_How to complete this task_:
Write down every entry once more, exactly as it reads.

_The data_:
+ + + +
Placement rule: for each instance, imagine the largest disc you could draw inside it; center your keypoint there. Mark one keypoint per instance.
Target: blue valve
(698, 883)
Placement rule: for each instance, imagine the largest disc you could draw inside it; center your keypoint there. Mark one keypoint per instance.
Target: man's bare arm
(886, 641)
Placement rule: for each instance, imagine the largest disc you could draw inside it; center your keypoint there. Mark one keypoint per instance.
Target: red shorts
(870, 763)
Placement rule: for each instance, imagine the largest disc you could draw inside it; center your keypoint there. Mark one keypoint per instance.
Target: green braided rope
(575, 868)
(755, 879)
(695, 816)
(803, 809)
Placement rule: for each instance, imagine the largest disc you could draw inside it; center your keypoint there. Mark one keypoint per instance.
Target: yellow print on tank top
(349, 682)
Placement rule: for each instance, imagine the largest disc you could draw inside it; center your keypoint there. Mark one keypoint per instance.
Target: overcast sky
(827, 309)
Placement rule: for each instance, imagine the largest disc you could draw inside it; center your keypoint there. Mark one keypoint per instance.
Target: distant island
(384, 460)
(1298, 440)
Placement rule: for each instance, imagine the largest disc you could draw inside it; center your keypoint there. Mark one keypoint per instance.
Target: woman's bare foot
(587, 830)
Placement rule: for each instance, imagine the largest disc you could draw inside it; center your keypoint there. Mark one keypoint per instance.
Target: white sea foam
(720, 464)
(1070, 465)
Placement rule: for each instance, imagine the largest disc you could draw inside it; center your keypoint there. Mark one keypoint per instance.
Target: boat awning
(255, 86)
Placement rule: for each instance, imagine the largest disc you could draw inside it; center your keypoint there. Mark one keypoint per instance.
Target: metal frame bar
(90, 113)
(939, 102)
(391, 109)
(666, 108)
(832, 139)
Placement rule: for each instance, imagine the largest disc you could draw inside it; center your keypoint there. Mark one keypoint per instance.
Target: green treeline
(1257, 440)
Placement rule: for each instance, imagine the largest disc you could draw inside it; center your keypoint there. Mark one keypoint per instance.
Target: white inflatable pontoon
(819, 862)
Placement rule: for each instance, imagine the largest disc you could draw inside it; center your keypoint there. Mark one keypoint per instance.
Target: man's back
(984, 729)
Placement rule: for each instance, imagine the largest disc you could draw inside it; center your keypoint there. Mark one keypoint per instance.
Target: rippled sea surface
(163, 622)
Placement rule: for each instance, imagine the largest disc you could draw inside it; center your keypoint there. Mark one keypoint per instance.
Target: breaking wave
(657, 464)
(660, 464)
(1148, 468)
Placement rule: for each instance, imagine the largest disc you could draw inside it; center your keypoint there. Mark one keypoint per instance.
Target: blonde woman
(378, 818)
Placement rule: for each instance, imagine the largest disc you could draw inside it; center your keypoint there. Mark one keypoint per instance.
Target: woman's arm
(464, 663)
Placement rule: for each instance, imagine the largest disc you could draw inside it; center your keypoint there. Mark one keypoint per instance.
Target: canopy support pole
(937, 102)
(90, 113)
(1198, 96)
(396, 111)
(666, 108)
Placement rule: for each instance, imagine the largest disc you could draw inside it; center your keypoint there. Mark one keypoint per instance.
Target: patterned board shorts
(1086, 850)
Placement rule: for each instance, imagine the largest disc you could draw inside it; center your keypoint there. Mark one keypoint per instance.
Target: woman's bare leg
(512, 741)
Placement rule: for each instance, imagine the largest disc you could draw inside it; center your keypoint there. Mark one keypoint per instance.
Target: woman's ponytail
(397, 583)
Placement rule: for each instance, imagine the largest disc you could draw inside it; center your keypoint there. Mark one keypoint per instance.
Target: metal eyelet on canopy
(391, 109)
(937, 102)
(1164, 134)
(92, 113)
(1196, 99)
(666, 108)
+ + + +
_Answer box_:
Placement rule: for each instance, imagine the largest disc you could draw inside it; center your keypoint there. Mark one keypoint per instance.
Target: blue valve
(698, 883)
Placement rule: for each instance, imagine the largest disc you could draw inside it; center your keypoint there. Mark one keypoint per instance.
Target: man's bare arm
(886, 641)
Placement rule: for each instance, imagine the largest disc you could draw inside it; center your keypoint there. Mark one keypoint per instance.
Target: red shorts
(870, 763)
Placement rule: for each instance, imagine the largest disc you could draw inside it; center your keypoint there. Mark one keypoint per instance.
Target: green braided rope
(575, 868)
(755, 879)
(695, 816)
(803, 809)
Placement rule: for each instance, imagine the largest disc you could draw inside it; center your keypoint there. Mark one keypoint per instance.
Target: yellow print on tank top
(349, 682)
Placement rule: for each instance, imagine the largest disc you could draw inside it; center your keypoint there. Mark one keypoint per instance.
Target: overcast sky
(827, 309)
Placement rule: for each instance, imagine the largest disc you could draw inside it; center your keypoint there. Mark one keypoint per instance.
Target: distant island
(384, 460)
(1298, 440)
Placement rule: for each instance, imagine the largest disc you could draw inside it; center your keypoint there. Mark one keypoint per instance.
Target: woman's bare foot
(587, 830)
Placement rule: for each instance, imagine the largest disc you could draw inside it; center your keypoint there. Mark one keypoint per instance.
Target: white sea foam
(720, 464)
(1070, 465)
Placement rule: for each instance, imagine the largest disc you could draw inside it; center your keypoint there. Mark one keypoint per instance.
Target: boat awning
(255, 86)
Placement rule: for each instance, imagine the largest disc you could draw inside it; center your keypoint there. Mark one keypoint per instance.
Target: metal frame bar
(90, 113)
(939, 102)
(391, 109)
(666, 108)
(832, 139)
Placement rule: for each instance, imagine the largest disc you could draw inside it; center your keypoint there. Mark one keypoint per instance.
Target: green treeline
(1257, 440)
Placement rule: for each instance, imagine the largest disc you could draw inside it; center your keypoint there. Mark one keypoint per instance.
Target: white inflatable pontoon
(819, 862)
Placement rule: for each instance, imagine the largest disc you could draw inside it; center your keypoint there. Mark one keypoint per instance.
Target: man's back
(984, 729)
Placement rule: for each instance, imagine the largest disc you could draw inside it; center your keypoint there. Mark one keypoint per instance.
Target: rippled sea surface
(163, 622)
Placement rule: for each instance, imagine the largest disc you could draw inside it; center your keypoint there. Mark one keypoint per instance.
Target: breaking wave
(657, 464)
(660, 464)
(1148, 468)
Placement rule: for each instance, imagine the largest disc you could draw inside it; center your keypoint there. Mark one keypoint per instance.
Target: blonde woman
(378, 818)
Placement rule: for each instance, imagine the largest disc you could draw inside it; center your keypoint there. Mark one keypoint per instance.
Target: woman's arm
(464, 663)
Placement rule: for each instance, imagine the largest disc you could draw inside it; center your keypoint there. Mark one keypoint per instance.
Target: canopy support pole
(937, 102)
(90, 113)
(1198, 96)
(396, 111)
(666, 108)
Placement rule: for each instance, imagine the largest disc you could draw inside it; center your keypoint there. Mark one keypoint per instance.
Target: patterned board shorts
(1086, 850)
Placement rule: for each instance, imagine the largest disc you could draw inside it; center your keypoint there. Mark one keypoint per instance.
Target: woman's bare leg
(512, 741)
Placement rule: for each instance, imagine the largest disc you could draw inside it; center your keypoint there. Mark one keypoint per instance.
Target: woman's ponytail
(397, 583)
Placement rule: for each instance, imagine the largest disc you could draw inside it; center your keypoint there. Mark one keypoint per instance.
Target: metal eyelet on canopy
(391, 109)
(937, 102)
(1164, 134)
(92, 113)
(1196, 99)
(666, 108)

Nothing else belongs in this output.